- [Belge Bölümü]:
+===+
25 Şubat 2014 00:48

Su kesintileri

Su kesintileri

Fotoğraf: Envato

Paylaş

Altı yıl önce, 2007 yılında bugünlere benzer bir dönemi yaşamıştık. Yağışların beklenenden çok çok az olması nedeniyle, kuraklık korkusu dört bir yana yayılmıştı. Görsel basın öncelikli olmak üzere kamuoyunda var olan durumun oldukça tehlikeli olduğu algısını oluşturdu. Bundan bir süre sonra da muhtemelen korku halinin sağlanmasından emin olunduktan sonra olsa gerek, sorunun nedeninin dolayısıyla çözümünün de bizlerde, kişilerde olduğunun vurgulandığı ikinci aşamaya tanık olduk. Hemen her akşam birileri TV kanallarına çıkartılıyor ve bizlere banyo yaparken, dişlerimizi fırçalarken, el ve yüz yıkamalarımızda suyu nasıl kullanmamız gerektiğini anlatıyorlardı. Susuz kalmamamız için ‘herkes’ daha doğrusu biz vatandaşlar sorumlu davranmalı, suyu boş yere kullanmamalı, su tasarrufu yapmalıydık. Bu önerilere uyarsak, hem su masrafımızı azaltacağımız hem de ülkemizin susuz kalmayacağı bıkıp tükenmeden söyleniyordu.
+===+
- [Alıştırma Gereksinimleri]:
• a. Su kesintileri konulu metni hiçbir değişiklik yapmadan baştan sona yeniden yazın.
• b. Listede "Expected behaviour: for every instance of the lane" ifadesini içeren satırdan başlayıp listenin sonunda biten satırları, iki uç da dahil olmak üzere, "Sıra" ve "Satır" sütunlarından oluşan bir Markdown tablosu olarak düzenleyin. Yalnızca bu satırları alın ve boş satırları atlayın.

- [Gösterilen Liste]:
+===+
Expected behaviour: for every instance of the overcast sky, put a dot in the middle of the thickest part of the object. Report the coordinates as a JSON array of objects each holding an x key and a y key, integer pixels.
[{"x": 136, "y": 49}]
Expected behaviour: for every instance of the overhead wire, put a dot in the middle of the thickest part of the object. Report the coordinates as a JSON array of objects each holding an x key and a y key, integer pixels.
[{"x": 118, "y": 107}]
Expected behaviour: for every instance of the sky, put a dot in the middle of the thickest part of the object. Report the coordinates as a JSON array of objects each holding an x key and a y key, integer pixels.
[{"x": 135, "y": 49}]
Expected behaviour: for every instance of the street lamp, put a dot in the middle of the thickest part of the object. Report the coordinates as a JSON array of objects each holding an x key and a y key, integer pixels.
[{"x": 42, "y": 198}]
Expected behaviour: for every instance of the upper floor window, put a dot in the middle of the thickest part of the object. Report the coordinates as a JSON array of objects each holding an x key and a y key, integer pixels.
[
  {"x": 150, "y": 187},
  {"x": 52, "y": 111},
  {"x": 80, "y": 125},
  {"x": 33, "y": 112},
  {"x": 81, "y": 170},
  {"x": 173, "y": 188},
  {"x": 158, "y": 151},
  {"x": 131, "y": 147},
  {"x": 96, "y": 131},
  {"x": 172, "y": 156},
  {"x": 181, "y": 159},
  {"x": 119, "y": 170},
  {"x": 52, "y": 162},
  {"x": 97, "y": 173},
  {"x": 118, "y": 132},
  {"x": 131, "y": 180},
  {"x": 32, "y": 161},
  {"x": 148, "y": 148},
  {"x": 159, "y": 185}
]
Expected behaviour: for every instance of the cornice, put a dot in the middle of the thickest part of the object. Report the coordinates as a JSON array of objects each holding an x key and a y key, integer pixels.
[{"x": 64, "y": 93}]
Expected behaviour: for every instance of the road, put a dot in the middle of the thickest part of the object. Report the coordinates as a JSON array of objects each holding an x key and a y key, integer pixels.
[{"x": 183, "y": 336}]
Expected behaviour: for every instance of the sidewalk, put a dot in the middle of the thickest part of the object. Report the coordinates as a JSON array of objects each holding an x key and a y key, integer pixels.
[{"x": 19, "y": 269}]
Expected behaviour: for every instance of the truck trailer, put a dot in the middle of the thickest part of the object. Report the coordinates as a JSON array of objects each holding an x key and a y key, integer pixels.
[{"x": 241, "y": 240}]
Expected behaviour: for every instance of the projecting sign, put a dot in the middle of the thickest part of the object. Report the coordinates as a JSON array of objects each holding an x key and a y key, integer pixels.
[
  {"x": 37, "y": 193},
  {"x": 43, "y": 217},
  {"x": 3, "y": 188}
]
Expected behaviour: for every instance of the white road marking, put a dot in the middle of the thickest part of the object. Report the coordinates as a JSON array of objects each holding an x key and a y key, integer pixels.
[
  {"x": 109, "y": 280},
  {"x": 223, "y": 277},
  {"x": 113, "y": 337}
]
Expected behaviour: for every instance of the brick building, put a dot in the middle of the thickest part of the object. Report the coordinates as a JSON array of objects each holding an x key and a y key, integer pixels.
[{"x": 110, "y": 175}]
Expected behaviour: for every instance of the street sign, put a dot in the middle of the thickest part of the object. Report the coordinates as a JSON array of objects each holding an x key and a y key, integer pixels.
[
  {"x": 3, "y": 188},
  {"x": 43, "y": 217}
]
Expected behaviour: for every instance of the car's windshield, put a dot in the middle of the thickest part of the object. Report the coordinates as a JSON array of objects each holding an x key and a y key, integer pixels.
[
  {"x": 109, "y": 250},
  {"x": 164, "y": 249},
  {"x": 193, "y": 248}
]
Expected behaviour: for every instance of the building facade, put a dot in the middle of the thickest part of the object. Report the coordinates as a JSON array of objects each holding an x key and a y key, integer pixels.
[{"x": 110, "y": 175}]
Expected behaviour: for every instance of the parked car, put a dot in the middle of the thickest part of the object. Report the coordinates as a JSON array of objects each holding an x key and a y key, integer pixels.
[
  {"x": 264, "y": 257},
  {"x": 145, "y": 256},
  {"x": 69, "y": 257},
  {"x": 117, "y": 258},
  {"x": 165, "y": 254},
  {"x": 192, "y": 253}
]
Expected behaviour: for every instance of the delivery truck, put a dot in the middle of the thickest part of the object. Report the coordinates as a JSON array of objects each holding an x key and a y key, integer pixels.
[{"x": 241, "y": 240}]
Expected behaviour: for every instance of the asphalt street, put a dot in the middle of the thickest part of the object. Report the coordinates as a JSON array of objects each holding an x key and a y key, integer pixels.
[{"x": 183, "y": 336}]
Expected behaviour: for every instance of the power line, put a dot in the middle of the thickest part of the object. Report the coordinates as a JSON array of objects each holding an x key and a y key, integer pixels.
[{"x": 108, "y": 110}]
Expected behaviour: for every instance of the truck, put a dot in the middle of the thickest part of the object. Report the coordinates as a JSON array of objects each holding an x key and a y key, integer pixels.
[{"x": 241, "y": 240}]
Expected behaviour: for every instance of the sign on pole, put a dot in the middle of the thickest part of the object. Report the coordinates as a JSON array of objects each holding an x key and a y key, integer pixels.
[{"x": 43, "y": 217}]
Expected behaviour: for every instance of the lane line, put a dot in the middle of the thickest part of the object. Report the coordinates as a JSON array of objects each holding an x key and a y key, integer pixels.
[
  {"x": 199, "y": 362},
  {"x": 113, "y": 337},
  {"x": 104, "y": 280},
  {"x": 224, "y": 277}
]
+===+
- [Alıştırma Sonuçları]:
• a.
25 Şubat 2014 00:48

Su kesintileri

Su kesintileri

Fotoğraf: Envato

Paylaş

Altı yıl önce, 2007 yılında bugünlere benzer bir dönemi yaşamıştık. Yağışların beklenenden çok çok az olması nedeniyle, kuraklık korkusu dört bir yana yayılmıştı. Görsel basın öncelikli olmak üzere kamuoyunda var olan durumun oldukça tehlikeli olduğu algısını oluşturdu. Bundan bir süre sonra da muhtemelen korku halinin sağlanmasından emin olunduktan sonra olsa gerek, sorunun nedeninin dolayısıyla çözümünün de bizlerde, kişilerde olduğunun vurgulandığı ikinci aşamaya tanık olduk. Hemen her akşam birileri TV kanallarına çıkartılıyor ve bizlere banyo yaparken, dişlerimizi fırçalarken, el ve yüz yıkamalarımızda suyu nasıl kullanmamız gerektiğini anlatıyorlardı. Susuz kalmamamız için ‘herkes’ daha doğrusu biz vatandaşlar sorumlu davranmalı, suyu boş yere kullanmamalı, su tasarrufu yapmalıydık. Bu önerilere uyarsak, hem su masrafımızı azaltacağımız hem de ülkemizin susuz kalmayacağı bıkıp tükenmeden söyleniyordu.

• b.
| Sıra | Satır |
|---|---|
| 1 | Expected behaviour: for every instance of the lane line, put a dot in the middle of the thickest part of the object. Report the coordinates as a JSON array of objects each holding an x key and a y key, integer pixels. |
| 2 | [ |
| 3 |   {"x": 199, "y": 362}, |
| 4 |   {"x": 113, "y": 337}, |
| 5 |   {"x": 104, "y": 280}, |
| 6 |   {"x": 224, "y": 277} |
| 7 | ] |